В середине января Жданов созвал композиторов в Центральный комитет на трехдневную конференцию. Он критиковал злосчастную оперу Мурадели, цитировал передовицу “Правды” 1936 года и заявил, что “сумбур вместо музыки” жив и здоров. Несколько послушных были готовы сказать формализму нет. “8-я, 9-я, 7-я симфонии Шостаковича будто бы за границей рассматриваются как гениальные произведения. Но давайте спросим, кем рассматриваются?” – сказал композитор-песенник Владимир Захаров. Тихон Хренников, композитор небольшого музыкального и большого политического таланта, выступил с тщательно отмеренной критикой Шостаковича, направленной не столько на самого композитора, сколько на его культ. Хренников сказал: “Ленинградская” подается как сочинение настоящего гения, по сравнению с которым Бетховен щенок”.
Несколько композиторов не побоялись ответить. “Вы не понимаете, о чем говорите, – прервал выступление Захарова один из композиторов. Протестовал Лев Книппер. – Вы не можете все грести под одну гребенку”. Виссарион Шебалин предупредил, что огульные обвинения в какофонии создают атмосферу паники, в которой “услужливые идиоты… могут принести беду”.

— Содержимое набора данных —

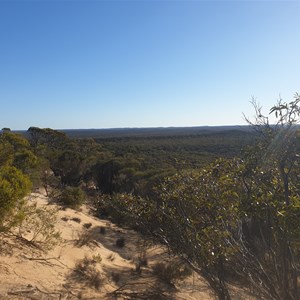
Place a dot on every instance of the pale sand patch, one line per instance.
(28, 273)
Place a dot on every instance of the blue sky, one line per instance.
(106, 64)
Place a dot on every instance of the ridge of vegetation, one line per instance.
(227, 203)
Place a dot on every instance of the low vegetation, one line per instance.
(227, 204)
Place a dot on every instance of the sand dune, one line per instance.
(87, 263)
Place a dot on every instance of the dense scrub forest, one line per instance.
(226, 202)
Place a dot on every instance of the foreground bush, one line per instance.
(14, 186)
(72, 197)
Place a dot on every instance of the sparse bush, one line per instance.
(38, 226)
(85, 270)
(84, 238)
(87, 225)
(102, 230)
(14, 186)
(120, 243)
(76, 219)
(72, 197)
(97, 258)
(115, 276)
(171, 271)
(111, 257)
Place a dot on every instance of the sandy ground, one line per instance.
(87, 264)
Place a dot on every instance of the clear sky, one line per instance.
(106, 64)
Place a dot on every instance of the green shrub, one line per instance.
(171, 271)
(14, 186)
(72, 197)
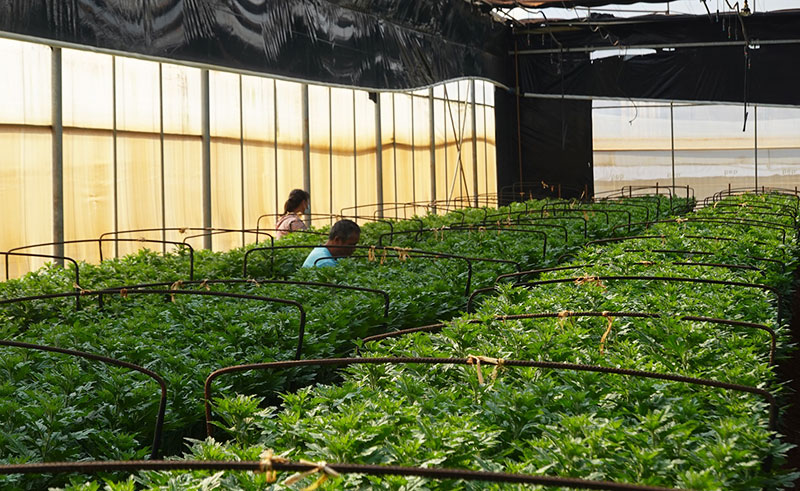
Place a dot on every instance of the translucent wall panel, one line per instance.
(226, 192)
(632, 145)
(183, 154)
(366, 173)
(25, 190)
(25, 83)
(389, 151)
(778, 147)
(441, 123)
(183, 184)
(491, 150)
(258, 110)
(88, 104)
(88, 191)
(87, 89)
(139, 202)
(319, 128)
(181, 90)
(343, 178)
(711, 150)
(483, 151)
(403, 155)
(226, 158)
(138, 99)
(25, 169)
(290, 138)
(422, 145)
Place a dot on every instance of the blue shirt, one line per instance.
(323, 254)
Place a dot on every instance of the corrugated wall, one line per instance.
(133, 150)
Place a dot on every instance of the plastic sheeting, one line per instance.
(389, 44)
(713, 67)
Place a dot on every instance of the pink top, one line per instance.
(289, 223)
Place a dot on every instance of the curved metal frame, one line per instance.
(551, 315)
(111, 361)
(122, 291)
...
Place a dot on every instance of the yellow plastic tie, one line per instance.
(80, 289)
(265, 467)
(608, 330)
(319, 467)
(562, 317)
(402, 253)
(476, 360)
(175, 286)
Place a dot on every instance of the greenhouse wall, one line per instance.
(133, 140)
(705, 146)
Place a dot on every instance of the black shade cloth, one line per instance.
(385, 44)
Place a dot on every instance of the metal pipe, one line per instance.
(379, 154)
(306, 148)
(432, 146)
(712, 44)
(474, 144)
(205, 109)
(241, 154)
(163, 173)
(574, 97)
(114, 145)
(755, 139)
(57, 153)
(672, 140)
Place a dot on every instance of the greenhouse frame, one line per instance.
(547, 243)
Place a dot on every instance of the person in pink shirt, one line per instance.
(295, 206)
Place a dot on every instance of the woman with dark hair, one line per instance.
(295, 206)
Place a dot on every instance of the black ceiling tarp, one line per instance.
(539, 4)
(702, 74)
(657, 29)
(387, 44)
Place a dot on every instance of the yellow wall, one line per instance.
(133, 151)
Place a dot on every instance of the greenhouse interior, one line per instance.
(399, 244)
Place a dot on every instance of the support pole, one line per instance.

— Задание —
Согласуются ли с текстом о конференции композиторов утверждения (а) Жданов собрал композиторов на трехдневную конференцию; (б) Хренников направил критику прежде всего на самого Шостаковича; (в) Шебалин поддержал обвинения в какофонии? Ответьте «да» или «нет» на каждое и приведите решающие слова текста в точной цитате. Опирайтесь только на исходный текст.

— Ответ —
(а) Да: «созвал композиторов в Центральный комитет на трехдневную конференцию».
(б) Нет: «направленной не столько на самого композитора, сколько на его культ».
(в) Нет: «огульные обвинения в какофонии создают атмосферу паники».